- [What you need to do] Please copy the records from the line with "Can you find the stone" up to and including the line with "Target: stone arch entryway", and leave the pictures out of your answer.

- [Given information]
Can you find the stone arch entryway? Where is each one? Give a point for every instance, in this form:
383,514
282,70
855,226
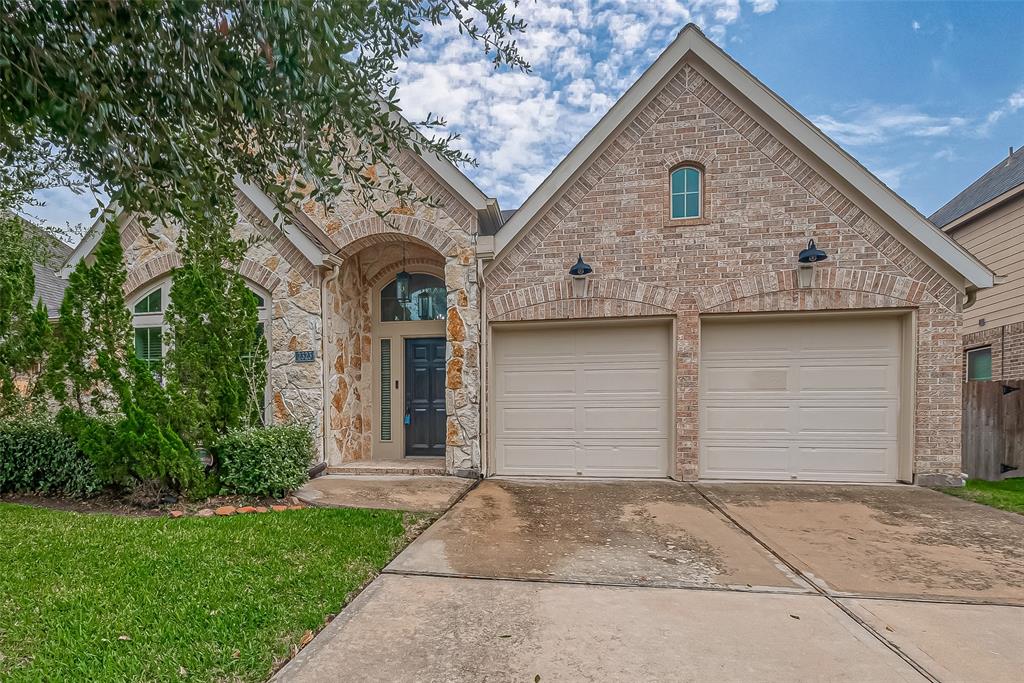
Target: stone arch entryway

...

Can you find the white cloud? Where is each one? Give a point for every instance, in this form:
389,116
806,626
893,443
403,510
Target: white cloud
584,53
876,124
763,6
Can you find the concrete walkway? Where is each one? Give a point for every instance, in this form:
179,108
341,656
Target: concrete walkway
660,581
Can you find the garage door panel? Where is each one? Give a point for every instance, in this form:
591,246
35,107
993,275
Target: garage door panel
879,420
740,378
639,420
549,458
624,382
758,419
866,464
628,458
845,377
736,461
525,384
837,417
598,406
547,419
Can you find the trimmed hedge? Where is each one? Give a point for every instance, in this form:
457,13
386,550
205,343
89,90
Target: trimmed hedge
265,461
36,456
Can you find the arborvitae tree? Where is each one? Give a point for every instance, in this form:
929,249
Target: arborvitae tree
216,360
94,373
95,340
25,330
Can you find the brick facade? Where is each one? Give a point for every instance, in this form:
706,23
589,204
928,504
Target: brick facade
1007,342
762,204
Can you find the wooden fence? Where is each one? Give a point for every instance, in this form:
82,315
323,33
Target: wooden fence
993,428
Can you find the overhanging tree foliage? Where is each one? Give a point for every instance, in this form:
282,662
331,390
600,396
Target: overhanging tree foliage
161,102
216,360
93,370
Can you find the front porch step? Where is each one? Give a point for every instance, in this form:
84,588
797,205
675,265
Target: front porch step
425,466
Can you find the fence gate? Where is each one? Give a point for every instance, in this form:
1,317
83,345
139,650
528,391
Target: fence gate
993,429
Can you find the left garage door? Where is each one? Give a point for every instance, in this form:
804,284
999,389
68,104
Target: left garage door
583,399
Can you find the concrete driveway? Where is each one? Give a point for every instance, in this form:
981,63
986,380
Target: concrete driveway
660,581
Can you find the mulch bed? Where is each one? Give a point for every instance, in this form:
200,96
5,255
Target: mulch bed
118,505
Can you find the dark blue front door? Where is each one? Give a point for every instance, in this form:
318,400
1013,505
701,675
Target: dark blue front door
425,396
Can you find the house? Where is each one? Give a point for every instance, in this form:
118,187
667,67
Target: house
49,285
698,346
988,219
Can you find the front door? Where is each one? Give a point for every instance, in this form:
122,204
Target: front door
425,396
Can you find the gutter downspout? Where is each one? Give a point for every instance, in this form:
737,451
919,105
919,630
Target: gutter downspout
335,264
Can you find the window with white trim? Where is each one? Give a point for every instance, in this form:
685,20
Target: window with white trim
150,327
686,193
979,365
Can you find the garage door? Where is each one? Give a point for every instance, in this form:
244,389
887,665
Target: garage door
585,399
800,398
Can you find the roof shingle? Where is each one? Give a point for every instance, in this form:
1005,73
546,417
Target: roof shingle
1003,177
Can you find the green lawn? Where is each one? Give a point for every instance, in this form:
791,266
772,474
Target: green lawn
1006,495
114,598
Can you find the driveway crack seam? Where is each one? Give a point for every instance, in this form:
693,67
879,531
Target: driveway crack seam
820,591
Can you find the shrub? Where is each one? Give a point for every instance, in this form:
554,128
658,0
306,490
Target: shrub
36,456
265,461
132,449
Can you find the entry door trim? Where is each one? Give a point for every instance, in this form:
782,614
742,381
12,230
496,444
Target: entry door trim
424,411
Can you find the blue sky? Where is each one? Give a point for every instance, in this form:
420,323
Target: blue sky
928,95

- [Full answer]
Can you find the stone arch entryway? Where is each one? Give a point for every instance, in this form:
383,514
282,70
855,226
Target: stone arch entryway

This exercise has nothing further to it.